--- DOCUMENT PASSAGE ---
------------------------

The Senate will vote on a resolution today to overturn the U.S. Environmental Protection Agency’s Mercury and Air Toxics Standards that would dramatically reduce harmful power plant emissions, including mercury and other toxics proven dangerous to human health.
The measure, proposed by Sen. James Inhofe, R-Okla., would eliminate important public health safeguards that would prevent up to 11,000 premature deaths, 4,700 heart attacks, 130,000 asthma attacks and 5,700 hospital and emergency room visits every year.
Public health advocates are calling on the Senate to resist efforts to weaken these vital standards. The White House has vowed to veto the legislation should it reach the president’s desk.
“Sen. Inhofe’s resolution would take a serious step backwards in our efforts to clean up the air we breathe and help all Americans live healthier, more productive lives,” Georges Benjamin, executive director of APHA, said in a press release.
Several congressional Republicans, including Sens. Lamar Alexander, R-Tenn., Susan Collins, R – Maine, and Kelly Ayotte, R-N.H., have signaled they would vote to block the measure.

------------------------

--- LISTED RECORDS ---
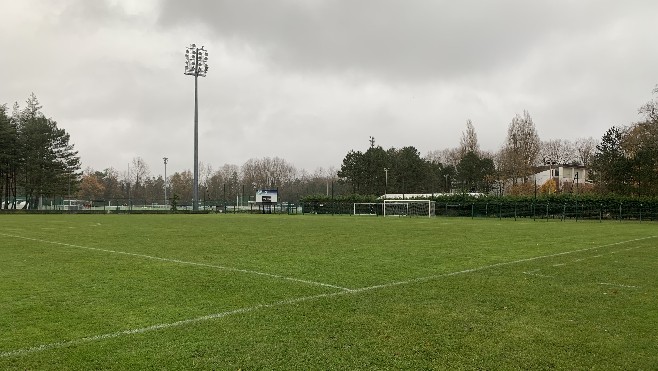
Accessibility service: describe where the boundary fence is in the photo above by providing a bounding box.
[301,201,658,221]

------------------------

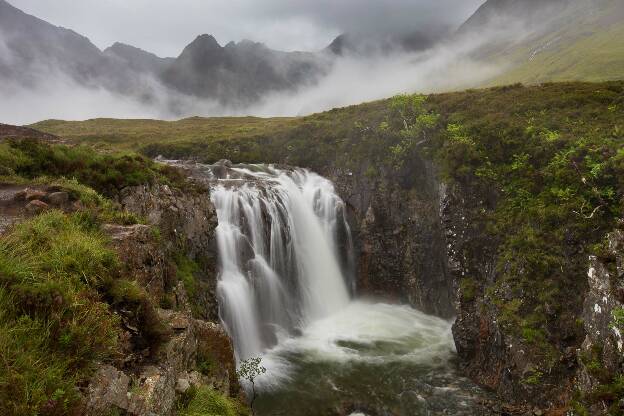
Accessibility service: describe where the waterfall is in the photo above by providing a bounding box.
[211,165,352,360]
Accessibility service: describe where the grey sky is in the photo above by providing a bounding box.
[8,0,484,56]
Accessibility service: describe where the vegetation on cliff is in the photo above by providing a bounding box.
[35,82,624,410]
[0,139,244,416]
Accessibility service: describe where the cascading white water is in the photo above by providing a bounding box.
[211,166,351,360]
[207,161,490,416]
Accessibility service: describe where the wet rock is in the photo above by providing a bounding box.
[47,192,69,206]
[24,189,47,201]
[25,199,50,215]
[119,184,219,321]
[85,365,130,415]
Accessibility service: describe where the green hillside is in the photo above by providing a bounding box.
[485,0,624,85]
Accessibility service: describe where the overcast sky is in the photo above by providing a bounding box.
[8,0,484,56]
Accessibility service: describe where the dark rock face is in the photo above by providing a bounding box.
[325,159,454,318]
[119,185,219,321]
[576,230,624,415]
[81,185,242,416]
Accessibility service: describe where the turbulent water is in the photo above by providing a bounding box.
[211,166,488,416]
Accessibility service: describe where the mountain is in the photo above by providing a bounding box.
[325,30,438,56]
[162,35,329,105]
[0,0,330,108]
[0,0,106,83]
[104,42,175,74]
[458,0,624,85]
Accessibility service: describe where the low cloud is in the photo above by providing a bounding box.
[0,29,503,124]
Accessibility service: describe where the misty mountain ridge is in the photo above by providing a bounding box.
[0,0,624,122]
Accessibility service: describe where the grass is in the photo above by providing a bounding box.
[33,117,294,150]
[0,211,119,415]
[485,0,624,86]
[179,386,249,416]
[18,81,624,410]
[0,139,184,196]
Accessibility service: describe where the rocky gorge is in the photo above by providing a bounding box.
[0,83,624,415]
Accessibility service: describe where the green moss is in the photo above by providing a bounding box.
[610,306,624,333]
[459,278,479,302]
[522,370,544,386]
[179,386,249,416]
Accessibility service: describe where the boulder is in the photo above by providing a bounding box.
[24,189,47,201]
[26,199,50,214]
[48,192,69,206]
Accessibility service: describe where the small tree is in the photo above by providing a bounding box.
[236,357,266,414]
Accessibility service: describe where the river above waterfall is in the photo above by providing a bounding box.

------------------------

--- DIRECTIONS ---
a) In the passage on the Senate mercury vote, who proposed the resolution?
b) For each statement, say whether it agrees with the passage on the Senate mercury vote. Answer yes or no and quote the deciding words. (i) The White House has said it would veto the legislation. (ii) Georges Benjamin is a senator. (iii) The standards would prevent up to 130,000 asthma attacks a year.
c) Rewrite the part of the passage on the Senate mercury vote between "The measure, proposed" and "visits every year.", inclusive, replacing "public health safeguards" with "health protections".
The records have nothing to do with the passage on the Senate mercury vote.

--- RESULTS FOR THE EXERCISE ---
a) Sen. James Inhofe, R-Okla.

b)
(i) Yes: "The White House has vowed to veto the legislation should it reach the president’s desk."
(ii) No: "Georges Benjamin, executive director of APHA"
(iii) Yes: "130,000 asthma attacks"

c)
The measure, proposed by Sen. James Inhofe, R-Okla., would eliminate important health protections that would prevent up to 11,000 premature deaths, 4,700 heart attacks, 130,000 asthma attacks and 5,700 hospital and emergency room visits every year.